- Page excerpt -
☆ ☆ ☆ ☆ ☆ ☆ ☆

Pandas#

hvPlot has been designed as a simple plotting interface (one-line call is enough for most cases) to many data libraries. It was greatly inspired by Pandas’ original plotting interface, that is mostly a convenient interface to Matplotlib’s plotting API, and allows in fact to pass many arguments directly to Matplotlib. On the other hand, hvPlot’s plotting interface is a convenient interface to HoloViews, that similarly allows to pass many arguments directly to HoloViews. Matplotlib and HoloViews are different types of visualization library, the former being a pure plotting tool (i.e. it knows how to draw pixels on your screen) while the later is more of a data exploration tool. These differences explain some of the differences you will observe between Pandas’ and hvPlot’s plotting APIs.

Pandas offers a mechanism to register a third-party plotting backend. When registered, <DataFrame|Series>.plot() calls are delegated to the third-party tool. hvPlot has implemented the required interface to be registered as Pandas’ plotting backend. As a consequence there are two main ways to generate hvPlot plots from Pandas objects:

By importing hvplot.pandas and using the .hvplot() namespace (recommended).

☆ ☆ ☆ ☆ ☆ ☆ ☆

- Problem set -
• 1. Copy the page on hvPlot and Pandas, starting with the words "Pandas offers a" and ending after "the .hvplot() namespace (recommended).", and change "third-party" to "external" wherever it occurs.
• 2. Carry on the page about hvPlot and Pandas, picking up right after its final sentence.

Dataset rows:
☆ ☆ ☆ ☆ ☆ ☆ ☆

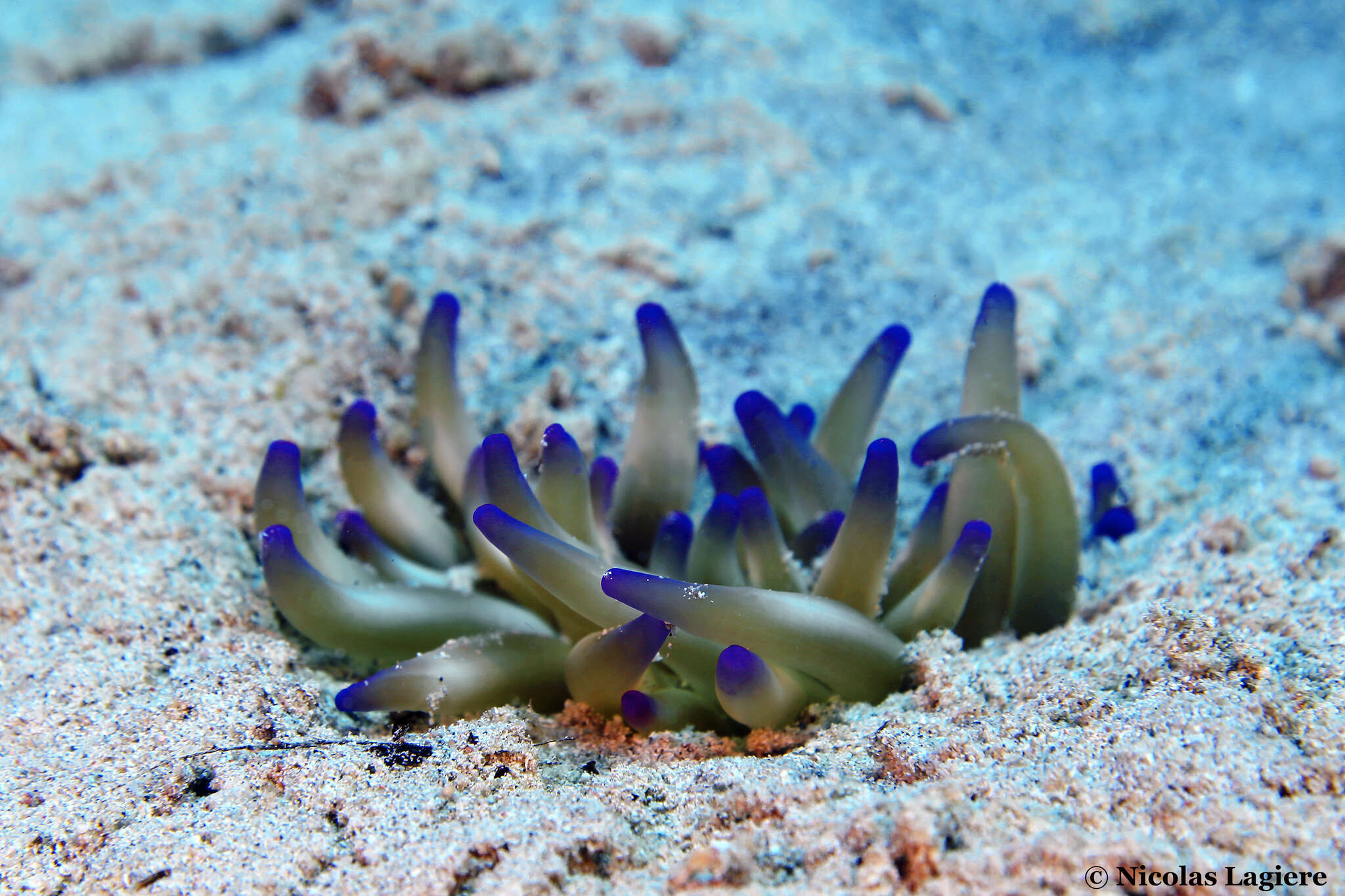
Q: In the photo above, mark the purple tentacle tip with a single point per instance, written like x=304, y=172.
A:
x=802, y=418
x=282, y=452
x=602, y=482
x=998, y=299
x=623, y=585
x=347, y=699
x=493, y=522
x=752, y=405
x=739, y=670
x=359, y=417
x=443, y=314
x=445, y=303
x=496, y=446
x=638, y=708
x=879, y=477
x=893, y=343
x=353, y=530
x=276, y=542
x=974, y=540
x=562, y=449
x=1115, y=524
x=651, y=317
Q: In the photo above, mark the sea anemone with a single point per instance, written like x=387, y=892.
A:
x=604, y=591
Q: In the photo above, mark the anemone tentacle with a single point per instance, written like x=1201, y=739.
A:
x=780, y=597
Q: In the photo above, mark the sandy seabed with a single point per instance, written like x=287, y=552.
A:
x=221, y=228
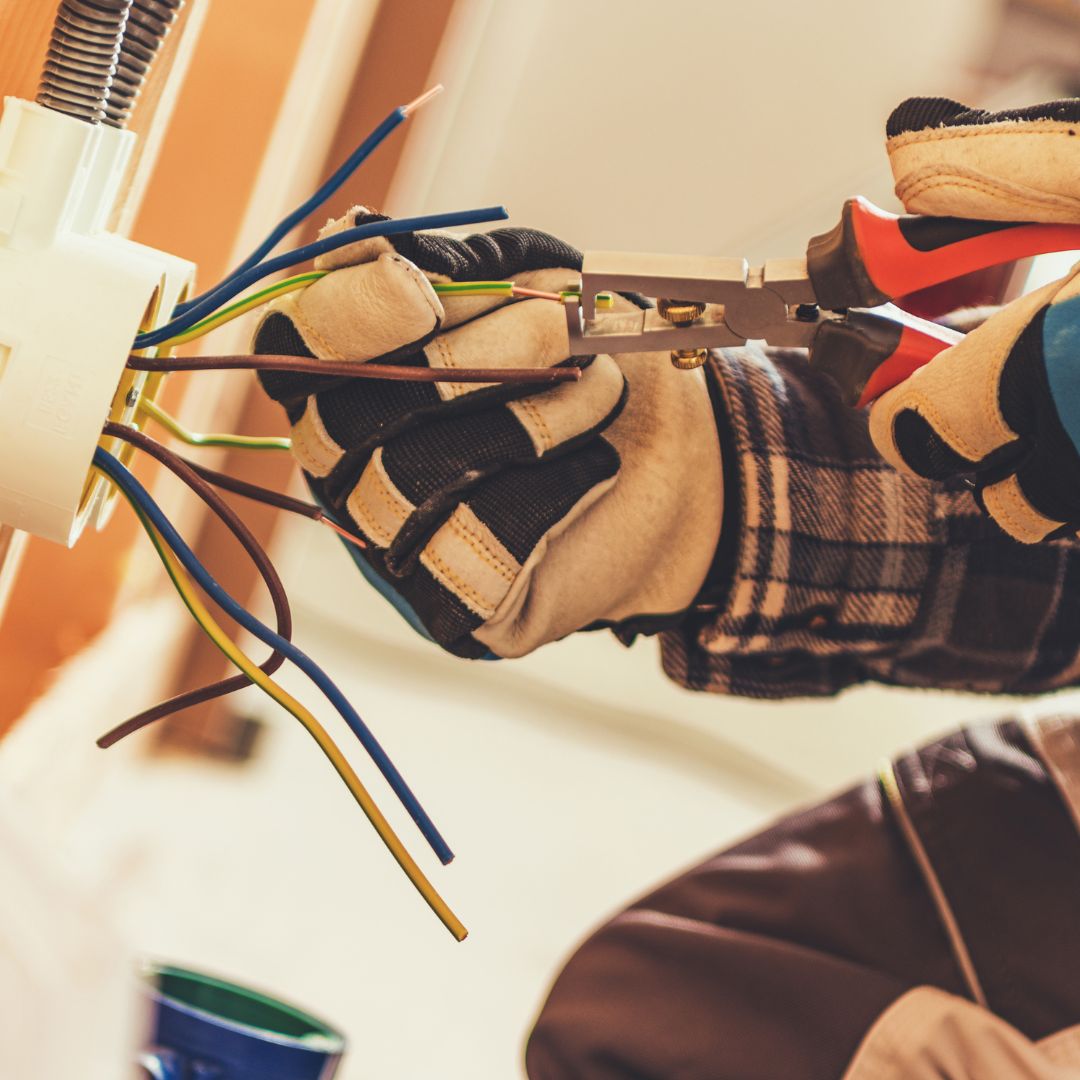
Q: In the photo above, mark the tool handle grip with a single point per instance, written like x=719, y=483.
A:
x=873, y=256
x=867, y=353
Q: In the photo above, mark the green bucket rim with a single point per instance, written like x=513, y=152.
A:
x=321, y=1037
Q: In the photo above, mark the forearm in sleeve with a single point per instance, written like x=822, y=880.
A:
x=835, y=569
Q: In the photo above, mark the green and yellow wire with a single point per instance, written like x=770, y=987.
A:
x=173, y=426
x=507, y=288
x=265, y=683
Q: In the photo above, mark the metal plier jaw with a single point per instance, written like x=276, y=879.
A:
x=832, y=301
x=741, y=302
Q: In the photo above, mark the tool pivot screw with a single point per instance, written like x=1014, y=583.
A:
x=687, y=360
x=684, y=313
x=680, y=312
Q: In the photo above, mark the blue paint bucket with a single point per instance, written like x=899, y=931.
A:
x=205, y=1028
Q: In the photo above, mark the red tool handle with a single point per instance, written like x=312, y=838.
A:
x=867, y=353
x=873, y=256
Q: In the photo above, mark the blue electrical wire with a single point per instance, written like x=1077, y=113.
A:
x=286, y=225
x=123, y=478
x=229, y=288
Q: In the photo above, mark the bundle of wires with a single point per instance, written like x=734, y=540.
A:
x=172, y=548
x=191, y=321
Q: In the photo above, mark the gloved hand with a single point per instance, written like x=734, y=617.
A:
x=1003, y=404
x=497, y=517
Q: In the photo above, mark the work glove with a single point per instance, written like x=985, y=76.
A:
x=1002, y=406
x=497, y=517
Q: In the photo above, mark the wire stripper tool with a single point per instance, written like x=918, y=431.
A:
x=835, y=301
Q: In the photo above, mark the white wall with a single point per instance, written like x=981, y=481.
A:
x=720, y=127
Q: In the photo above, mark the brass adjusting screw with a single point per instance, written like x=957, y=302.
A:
x=684, y=313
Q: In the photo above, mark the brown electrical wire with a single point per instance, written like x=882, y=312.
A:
x=271, y=498
x=353, y=368
x=284, y=616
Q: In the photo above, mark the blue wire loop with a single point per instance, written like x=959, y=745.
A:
x=285, y=226
x=211, y=301
x=123, y=478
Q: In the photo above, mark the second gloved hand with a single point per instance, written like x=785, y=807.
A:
x=498, y=517
x=1002, y=406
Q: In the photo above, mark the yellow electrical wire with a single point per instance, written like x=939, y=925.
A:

☆ ☆ ☆ ☆ ☆ ☆ ☆

- Written responses -
• 1.
Pandas offers a mechanism to register a external plotting backend. When registered, <DataFrame|Series>.plot() calls are delegated to the external tool. hvPlot has implemented the required interface to be registered as Pandas’ plotting backend. As a consequence there are two main ways to generate hvPlot plots from Pandas objects:

By importing hvplot.pandas and using the .hvplot() namespace (recommended).

• 2.
By registering hvPlot as Pandas’ plotting backend and using Pandas’ .plot() namespace.

Note

Pandas does not force third-party plotting tools like hvPlot to implement all of its plotting methods. It also does not enforce each method to implement specific arguments.

As a summary about hvPlot’s compatibility with Pandas’ plotting API:

hvPlot can be registered as Pandas plotting backend.
As an convenient interface to HoloViews and not to Matplotlib, hvPlot does not aim to be 100% compatible with Pandas’ API. However, Pandas users will find the plotting methods they are used to, and most of the generic arguments they accept. In a sense, hvPlot aims more for familiarity than compatibility.

For a more in-depth comparison between Pandas and hvPlot APIs, visit the Pandas API reference that recreates the Pandas chart visualization guide using both APIs.

%matplotlib inline

import hvplot.pandas  # noqa
import hvsampledata
import numpy as np
import pandas as pd

df = hvsampledata.penguins('pandas')

Switch Pandas backend to hvPlot#

Hint

This approach is an easy way (one-line change) to convert some code from generating plots with Pandas & Matplotlib to Pandas & hvPlot and see whether you like the output or not. Generally, we recommend installing the hvplot namespace on Pandas objects by importing hvplot.pandas, and invoking hvPlot via this namespace, e.g. df.hvplot.line(), as it can be adapted to other data libraries (e.g. if you use Dask, you can install the hvplot namespace on Dask objects with import hvplot.dask).

Note

This requires pandas >= 0.25.0.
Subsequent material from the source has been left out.